Giuseppe Agosta, scomparso a Siracusa lo scorso 6 maggio, apparteneva ad una categoria umana non comune. Apparteneva ai “capaci per amore”.

La sua “Comunità di San Martino di Tours” nel capoluogo aretuseo da circa trent’anni è la prova evidente che i “capaci per amore” riescono a costruire realtà nuove, positive, encomiabili. Alla faccia dell’apatia che dilaga in tanti ambienti!

Lui, in nome dei reali valori della solidarietà cristiana, assieme a siracusani non “sciroccati”, ha fatto valere inventiva, buona volontà, per vivere attivamente e profeticamente il senso della storia  nel territorio della Chiesa locale. Con tenacia si è messo dalla parte degli ultimi, degli emarginati, dei veri poveri del nostro tempo.

In sinergia con la Caritas diocesana,  con i suoi numerosi e generosi volontari, in via Nome di Gesù, ogni giorno ha condiviso  concretamente i bisogni più elementari della gente in difficoltà.

Per le sue attività assistenziali, Giuseppe Agosta è stato un “capo” carismatico e nello stesso tempo riservato, segno della “follia” dell’amore verso il prossimo. La sua associazione ha da sempre seguito un proprio statuto per caratterizzare e guidare le attività assistenziali: una sorta di “regola” religiosa per i laici del nostro tempo, per disciplinare i servizi nel migliore dei modi. Ogni attività non può, infatti, essere affidata semplicemente alla “buona sorte”.

Con Enrico Lo Verso, testimonial per le iniziative di solidarietà in piena pandemia

Una formula “per capaci” che ha trovato crescenti consensi e adesioni, con volontari che lavorano con la logica del “team”, del gruppo che pone direttamente i bisogni al centro dell’attenzione.

Giuseppe Agosta si è sempre speso senza badare a sacrifici, ha davvero reso testimonianza alla migliore carità cristiana, in assoluta dedizione. Ha vissuto con coraggio le sue giornate, credendo nella sua missione. Non ha mai conosciuto la stanchezza della noia, né la frustrazione del tempo sprecato. Animatore di nuove speranze, ha conosciuto bene invece la voglia di partecipare, di smuovere e di scuotere.
·····
▶ [ISTRUZIONI]:
1) Cambia "Caritas diocesana" in "Caritas cittadina" e riporta il passo dell'estratto su Giuseppe Agosta da "Lui, in nome" fino a "gente in difficoltà." compreso.
2) Secondo l'estratto su Giuseppe Agosta, in quale via ha condiviso ogni giorno i bisogni della gente in difficoltà?

[Voci da un insieme di dati]
·····
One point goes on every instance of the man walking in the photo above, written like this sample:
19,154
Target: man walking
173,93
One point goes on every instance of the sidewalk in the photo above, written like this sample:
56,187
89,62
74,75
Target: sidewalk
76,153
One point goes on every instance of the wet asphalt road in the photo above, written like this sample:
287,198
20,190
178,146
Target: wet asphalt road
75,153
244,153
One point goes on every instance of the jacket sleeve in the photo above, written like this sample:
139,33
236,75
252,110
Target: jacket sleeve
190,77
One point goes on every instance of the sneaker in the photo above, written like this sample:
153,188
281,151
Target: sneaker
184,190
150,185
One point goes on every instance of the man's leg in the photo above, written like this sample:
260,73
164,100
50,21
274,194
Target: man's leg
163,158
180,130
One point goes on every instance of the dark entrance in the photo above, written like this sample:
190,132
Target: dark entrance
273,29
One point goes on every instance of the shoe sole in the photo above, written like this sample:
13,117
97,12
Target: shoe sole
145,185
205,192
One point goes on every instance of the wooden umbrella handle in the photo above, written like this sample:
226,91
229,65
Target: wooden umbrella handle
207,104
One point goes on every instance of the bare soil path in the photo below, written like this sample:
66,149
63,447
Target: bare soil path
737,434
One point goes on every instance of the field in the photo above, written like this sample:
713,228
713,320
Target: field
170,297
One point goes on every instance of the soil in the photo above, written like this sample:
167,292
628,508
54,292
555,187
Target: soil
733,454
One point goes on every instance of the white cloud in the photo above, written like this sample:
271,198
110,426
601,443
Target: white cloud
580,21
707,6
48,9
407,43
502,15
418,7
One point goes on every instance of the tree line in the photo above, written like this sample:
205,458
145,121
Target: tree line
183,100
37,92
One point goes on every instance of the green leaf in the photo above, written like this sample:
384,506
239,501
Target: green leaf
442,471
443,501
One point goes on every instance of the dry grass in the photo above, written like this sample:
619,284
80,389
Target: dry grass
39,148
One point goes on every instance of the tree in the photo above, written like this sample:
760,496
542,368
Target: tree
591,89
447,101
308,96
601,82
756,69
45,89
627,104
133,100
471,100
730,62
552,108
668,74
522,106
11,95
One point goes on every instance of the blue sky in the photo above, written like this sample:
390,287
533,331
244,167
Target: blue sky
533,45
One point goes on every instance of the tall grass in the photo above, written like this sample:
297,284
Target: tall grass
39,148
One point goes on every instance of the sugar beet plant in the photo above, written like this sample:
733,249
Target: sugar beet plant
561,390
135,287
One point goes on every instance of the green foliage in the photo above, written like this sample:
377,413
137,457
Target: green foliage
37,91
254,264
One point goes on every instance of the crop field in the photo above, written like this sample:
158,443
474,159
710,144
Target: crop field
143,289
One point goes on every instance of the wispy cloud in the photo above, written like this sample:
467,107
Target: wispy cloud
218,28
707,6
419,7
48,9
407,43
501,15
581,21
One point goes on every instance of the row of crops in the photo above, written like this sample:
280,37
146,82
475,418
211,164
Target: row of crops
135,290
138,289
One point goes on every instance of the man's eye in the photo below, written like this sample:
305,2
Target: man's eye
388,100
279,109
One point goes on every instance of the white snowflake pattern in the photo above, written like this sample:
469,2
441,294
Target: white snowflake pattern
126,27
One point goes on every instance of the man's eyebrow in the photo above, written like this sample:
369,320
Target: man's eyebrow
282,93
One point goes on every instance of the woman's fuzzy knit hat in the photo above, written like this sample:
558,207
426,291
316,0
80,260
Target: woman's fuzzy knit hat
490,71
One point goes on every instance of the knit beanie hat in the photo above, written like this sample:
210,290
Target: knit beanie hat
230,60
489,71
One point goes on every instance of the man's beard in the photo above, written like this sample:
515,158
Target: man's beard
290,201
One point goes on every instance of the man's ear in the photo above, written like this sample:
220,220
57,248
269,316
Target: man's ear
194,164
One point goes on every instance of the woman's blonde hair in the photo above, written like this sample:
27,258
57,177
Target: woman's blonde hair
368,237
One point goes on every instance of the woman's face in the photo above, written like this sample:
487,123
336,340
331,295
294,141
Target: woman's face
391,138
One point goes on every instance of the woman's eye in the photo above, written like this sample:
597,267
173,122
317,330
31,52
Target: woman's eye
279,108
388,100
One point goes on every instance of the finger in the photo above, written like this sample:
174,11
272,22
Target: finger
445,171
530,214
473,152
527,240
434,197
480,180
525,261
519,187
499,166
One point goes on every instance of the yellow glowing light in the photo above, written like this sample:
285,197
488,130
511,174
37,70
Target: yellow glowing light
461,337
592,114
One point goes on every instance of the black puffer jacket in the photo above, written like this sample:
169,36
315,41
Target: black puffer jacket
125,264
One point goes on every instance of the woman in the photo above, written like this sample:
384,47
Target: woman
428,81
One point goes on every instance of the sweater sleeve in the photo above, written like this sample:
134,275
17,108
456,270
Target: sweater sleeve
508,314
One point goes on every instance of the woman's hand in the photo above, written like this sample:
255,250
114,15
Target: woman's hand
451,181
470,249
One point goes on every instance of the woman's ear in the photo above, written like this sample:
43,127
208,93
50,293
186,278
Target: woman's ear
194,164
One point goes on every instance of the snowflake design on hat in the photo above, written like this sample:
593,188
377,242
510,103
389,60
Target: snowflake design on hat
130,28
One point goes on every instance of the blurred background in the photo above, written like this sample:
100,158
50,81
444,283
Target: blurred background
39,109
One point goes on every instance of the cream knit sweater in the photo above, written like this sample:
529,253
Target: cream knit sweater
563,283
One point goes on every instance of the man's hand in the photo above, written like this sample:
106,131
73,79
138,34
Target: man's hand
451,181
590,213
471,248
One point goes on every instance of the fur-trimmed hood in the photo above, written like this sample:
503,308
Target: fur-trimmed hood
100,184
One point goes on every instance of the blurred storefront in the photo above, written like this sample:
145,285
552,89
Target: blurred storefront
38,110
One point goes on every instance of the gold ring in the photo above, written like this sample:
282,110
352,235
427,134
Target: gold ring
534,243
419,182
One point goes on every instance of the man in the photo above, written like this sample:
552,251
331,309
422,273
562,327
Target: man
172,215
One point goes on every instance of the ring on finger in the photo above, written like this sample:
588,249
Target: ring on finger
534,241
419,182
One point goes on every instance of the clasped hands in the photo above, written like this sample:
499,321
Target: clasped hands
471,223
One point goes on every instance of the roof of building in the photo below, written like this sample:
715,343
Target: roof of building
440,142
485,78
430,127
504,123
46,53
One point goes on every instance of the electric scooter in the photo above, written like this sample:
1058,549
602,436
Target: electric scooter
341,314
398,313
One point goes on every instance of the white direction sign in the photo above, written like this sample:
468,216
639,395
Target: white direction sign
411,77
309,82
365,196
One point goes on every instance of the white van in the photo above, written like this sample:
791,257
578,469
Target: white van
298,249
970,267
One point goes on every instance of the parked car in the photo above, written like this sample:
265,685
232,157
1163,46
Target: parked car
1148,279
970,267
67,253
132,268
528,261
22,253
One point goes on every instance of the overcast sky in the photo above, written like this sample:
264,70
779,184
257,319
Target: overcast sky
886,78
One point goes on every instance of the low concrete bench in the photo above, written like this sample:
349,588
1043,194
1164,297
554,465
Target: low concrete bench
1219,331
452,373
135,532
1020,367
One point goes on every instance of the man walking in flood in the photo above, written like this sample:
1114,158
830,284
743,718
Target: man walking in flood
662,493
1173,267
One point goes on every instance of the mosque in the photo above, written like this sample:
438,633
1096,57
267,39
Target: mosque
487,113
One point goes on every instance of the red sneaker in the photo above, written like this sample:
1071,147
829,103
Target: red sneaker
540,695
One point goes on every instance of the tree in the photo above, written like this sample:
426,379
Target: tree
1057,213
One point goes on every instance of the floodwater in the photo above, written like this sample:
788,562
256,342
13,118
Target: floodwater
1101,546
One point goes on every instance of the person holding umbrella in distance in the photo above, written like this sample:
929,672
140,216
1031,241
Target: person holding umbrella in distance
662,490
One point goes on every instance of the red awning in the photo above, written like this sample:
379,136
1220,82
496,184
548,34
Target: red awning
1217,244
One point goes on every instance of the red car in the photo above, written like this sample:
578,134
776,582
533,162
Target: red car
·····
▶ [RISPOSTE PER NUMERO]:
1)
Lui, in nome dei reali valori della solidarietà cristiana, assieme a siracusani non “sciroccati”, ha fatto valere inventiva, buona volontà, per vivere attivamente e profeticamente il senso della storia  nel territorio della Chiesa locale. Con tenacia si è messo dalla parte degli ultimi, degli emarginati, dei veri poveri del nostro tempo.

In sinergia con la Caritas cittadina,  con i suoi numerosi e generosi volontari, in via Nome di Gesù, ogni giorno ha condiviso  concretamente i bisogni più elementari della gente in difficoltà.

2) In via Nome di Gesù.